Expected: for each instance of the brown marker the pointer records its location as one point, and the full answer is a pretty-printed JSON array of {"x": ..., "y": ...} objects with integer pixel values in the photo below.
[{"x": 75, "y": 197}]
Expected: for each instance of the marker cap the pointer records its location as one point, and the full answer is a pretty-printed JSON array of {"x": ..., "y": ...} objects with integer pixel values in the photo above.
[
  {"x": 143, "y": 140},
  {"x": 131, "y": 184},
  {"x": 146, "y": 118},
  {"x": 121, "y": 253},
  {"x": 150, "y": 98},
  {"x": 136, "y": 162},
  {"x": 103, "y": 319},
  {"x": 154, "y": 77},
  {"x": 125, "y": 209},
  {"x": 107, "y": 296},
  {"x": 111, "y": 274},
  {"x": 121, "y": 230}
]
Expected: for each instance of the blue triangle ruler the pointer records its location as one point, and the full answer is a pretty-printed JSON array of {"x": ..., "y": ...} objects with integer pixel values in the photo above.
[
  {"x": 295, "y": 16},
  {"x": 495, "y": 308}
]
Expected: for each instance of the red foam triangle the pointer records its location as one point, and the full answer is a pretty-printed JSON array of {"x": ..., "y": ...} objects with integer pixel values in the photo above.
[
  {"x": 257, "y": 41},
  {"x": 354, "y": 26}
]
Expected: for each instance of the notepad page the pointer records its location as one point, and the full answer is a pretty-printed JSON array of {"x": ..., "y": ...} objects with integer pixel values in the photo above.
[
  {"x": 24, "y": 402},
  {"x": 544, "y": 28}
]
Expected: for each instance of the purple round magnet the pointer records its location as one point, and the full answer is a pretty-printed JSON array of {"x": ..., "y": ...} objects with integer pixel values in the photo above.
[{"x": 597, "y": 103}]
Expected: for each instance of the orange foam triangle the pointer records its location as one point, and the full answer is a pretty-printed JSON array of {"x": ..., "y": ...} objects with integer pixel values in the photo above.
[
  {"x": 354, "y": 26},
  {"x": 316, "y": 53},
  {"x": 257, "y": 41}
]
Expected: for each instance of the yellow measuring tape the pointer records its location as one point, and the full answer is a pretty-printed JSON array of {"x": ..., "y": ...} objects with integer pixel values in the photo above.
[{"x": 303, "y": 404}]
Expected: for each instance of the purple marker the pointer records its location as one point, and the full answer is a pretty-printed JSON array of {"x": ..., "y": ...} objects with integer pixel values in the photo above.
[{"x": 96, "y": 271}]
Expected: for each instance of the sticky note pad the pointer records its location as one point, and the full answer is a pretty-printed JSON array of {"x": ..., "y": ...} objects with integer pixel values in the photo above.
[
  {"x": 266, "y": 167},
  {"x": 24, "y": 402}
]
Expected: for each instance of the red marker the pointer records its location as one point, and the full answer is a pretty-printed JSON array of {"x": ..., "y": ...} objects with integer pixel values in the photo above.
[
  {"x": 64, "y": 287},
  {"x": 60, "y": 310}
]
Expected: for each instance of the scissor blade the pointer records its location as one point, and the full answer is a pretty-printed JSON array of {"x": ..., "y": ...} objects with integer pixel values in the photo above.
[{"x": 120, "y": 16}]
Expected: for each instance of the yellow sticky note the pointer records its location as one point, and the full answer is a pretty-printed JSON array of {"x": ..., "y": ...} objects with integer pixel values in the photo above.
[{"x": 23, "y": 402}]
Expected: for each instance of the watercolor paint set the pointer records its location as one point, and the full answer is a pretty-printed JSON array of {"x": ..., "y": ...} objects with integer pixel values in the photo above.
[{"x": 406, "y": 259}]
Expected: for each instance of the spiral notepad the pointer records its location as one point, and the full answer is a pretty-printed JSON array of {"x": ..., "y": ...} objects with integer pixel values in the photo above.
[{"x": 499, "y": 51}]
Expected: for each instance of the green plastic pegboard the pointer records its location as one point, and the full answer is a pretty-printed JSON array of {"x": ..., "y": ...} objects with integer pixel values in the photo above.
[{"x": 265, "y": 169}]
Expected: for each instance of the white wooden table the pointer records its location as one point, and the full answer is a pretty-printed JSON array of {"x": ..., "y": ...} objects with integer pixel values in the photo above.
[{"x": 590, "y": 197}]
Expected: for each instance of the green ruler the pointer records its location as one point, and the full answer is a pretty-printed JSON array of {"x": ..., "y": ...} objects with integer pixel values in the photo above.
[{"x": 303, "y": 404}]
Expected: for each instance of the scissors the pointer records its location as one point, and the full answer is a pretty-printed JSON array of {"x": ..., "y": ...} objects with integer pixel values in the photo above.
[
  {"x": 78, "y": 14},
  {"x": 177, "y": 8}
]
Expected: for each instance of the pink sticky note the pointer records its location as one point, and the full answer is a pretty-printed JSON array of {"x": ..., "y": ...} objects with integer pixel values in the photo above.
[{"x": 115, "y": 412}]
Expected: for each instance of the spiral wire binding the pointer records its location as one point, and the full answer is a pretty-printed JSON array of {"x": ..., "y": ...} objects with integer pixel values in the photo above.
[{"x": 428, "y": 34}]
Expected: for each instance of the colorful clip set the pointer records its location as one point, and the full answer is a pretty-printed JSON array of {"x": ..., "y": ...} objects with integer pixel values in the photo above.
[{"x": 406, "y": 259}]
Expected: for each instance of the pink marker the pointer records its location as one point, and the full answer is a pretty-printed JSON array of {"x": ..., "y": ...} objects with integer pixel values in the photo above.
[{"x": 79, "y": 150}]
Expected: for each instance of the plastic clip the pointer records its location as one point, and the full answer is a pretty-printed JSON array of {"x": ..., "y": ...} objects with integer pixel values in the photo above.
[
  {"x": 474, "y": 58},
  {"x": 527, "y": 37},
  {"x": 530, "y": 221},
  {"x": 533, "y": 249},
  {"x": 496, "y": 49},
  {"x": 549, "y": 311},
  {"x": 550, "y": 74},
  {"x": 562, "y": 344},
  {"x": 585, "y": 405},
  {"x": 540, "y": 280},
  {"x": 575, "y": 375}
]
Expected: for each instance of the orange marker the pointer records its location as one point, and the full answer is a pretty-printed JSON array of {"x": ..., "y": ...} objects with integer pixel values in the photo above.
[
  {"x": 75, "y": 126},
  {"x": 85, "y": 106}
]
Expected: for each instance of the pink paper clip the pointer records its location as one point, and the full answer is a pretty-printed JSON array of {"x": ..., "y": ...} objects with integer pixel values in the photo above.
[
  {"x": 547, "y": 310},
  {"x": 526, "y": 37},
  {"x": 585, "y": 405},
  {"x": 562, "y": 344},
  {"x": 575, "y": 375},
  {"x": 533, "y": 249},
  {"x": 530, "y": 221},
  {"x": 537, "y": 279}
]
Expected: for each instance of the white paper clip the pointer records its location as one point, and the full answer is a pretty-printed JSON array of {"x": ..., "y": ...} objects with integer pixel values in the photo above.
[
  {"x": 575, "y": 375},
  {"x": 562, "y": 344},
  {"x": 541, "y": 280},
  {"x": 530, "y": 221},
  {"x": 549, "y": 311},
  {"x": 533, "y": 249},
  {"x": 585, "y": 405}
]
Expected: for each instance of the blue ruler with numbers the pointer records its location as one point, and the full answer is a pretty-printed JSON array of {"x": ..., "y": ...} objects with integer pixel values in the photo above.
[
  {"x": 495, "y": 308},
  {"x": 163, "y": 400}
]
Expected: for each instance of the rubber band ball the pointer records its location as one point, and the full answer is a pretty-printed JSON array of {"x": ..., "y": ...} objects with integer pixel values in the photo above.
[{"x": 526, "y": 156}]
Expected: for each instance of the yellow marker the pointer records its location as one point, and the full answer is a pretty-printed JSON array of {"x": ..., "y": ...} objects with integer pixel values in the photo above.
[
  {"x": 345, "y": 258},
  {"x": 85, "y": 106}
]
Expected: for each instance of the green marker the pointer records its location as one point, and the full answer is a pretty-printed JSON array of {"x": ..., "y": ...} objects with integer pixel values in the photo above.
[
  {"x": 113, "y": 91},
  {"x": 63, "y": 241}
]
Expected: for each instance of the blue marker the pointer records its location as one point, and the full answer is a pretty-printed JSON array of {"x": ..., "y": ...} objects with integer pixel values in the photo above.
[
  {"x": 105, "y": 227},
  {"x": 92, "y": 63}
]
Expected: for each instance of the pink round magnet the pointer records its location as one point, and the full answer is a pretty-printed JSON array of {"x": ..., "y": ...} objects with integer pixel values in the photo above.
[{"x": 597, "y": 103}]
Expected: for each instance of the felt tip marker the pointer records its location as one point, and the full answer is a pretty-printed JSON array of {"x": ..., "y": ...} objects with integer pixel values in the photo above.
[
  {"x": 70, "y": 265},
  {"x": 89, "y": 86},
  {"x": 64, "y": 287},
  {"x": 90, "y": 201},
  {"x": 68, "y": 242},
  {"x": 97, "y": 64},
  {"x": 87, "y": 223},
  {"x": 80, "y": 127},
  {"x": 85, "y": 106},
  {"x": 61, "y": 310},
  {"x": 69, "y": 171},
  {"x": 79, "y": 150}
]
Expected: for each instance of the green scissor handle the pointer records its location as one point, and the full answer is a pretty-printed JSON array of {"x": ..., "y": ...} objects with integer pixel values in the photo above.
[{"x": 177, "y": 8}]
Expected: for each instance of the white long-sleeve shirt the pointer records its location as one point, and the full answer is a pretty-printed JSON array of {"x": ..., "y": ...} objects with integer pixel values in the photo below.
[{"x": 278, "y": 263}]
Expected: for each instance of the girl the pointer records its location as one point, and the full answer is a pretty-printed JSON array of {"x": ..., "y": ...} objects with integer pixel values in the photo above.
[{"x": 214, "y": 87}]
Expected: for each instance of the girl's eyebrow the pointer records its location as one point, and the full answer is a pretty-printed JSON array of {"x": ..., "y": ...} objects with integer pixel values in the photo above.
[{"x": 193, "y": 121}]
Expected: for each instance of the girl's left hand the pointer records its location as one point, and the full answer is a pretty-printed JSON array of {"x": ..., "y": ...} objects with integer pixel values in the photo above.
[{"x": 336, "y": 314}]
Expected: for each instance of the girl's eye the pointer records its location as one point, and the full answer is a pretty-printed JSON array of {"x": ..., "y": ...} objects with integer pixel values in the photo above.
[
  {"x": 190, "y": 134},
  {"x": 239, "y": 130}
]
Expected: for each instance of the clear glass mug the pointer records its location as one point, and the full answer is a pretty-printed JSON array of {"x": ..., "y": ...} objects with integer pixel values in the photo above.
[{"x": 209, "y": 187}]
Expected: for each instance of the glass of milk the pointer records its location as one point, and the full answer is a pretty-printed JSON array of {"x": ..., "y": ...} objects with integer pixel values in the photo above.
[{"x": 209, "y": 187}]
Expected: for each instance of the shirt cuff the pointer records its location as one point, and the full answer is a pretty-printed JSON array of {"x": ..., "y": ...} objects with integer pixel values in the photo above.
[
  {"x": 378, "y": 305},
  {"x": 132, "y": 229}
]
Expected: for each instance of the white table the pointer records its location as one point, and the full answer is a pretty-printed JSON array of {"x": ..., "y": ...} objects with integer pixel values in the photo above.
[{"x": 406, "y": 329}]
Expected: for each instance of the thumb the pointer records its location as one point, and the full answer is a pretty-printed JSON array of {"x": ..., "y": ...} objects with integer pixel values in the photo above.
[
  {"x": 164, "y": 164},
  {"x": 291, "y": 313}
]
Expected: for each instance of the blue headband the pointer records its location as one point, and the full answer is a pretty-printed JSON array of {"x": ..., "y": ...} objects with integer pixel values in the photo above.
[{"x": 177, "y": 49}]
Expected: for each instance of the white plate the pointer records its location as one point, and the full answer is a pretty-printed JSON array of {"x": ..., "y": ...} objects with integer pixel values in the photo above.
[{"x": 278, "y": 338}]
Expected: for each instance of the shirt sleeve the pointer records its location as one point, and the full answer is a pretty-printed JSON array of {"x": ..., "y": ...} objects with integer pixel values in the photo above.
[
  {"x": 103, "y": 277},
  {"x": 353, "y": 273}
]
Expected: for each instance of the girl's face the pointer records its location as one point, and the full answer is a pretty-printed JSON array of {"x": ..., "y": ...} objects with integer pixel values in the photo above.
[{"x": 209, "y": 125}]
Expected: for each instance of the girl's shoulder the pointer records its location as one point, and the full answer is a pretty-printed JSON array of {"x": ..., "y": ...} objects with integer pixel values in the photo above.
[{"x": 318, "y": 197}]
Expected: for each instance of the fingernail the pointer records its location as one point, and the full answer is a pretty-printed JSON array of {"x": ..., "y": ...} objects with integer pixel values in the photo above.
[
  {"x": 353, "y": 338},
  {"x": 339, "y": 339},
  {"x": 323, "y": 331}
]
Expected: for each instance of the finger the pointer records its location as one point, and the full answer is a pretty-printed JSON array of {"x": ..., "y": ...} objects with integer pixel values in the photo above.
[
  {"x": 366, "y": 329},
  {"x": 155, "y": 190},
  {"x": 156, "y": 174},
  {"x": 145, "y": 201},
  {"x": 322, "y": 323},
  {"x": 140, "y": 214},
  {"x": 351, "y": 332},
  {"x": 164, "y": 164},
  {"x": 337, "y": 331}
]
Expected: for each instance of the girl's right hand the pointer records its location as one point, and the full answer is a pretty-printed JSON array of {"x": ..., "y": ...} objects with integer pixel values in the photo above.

⁂

**EXERCISE AIM**
Each line, starting with the one that holds "Expected: for each instance of the girl's face" and ending with the last line of the listing, is to be restated exactly.

**SOLUTION TO THIS PROBLEM**
Expected: for each instance of the girl's face the pointer records its location as one point, and the full answer is a pretty-printed JSON array of {"x": ..., "y": ...} objects with integer pixel values in the photo above.
[{"x": 209, "y": 125}]
Expected: for each instance of the girl's shoulder the pointer records its location as one point, and the full answer is a pretty-printed JSON array of {"x": ..., "y": ...} objects with integer pixel values in the photo above.
[{"x": 318, "y": 197}]
Expected: for each instance of the fingernail the pointer records its location as one point, and the full answer is a pretty-printed JSON array of {"x": ..., "y": ...} objects with integer pixel values in the photo above.
[
  {"x": 353, "y": 338},
  {"x": 339, "y": 339},
  {"x": 323, "y": 331}
]
Expected: for each instance of the finger the pointer records its location as one point, and the full answer is a pretty-printed JSON array of {"x": ..., "y": ...} objects with integer pixel values in the photo above.
[
  {"x": 366, "y": 329},
  {"x": 155, "y": 190},
  {"x": 156, "y": 174},
  {"x": 145, "y": 201},
  {"x": 322, "y": 323},
  {"x": 140, "y": 214},
  {"x": 351, "y": 332},
  {"x": 164, "y": 164},
  {"x": 337, "y": 331}
]
Expected: for each instance of the girl's right hand the pointer records its location as one point, and the full answer is a pretty-printed JSON array of {"x": ..., "y": ...} objects with integer pixel values in the photo above.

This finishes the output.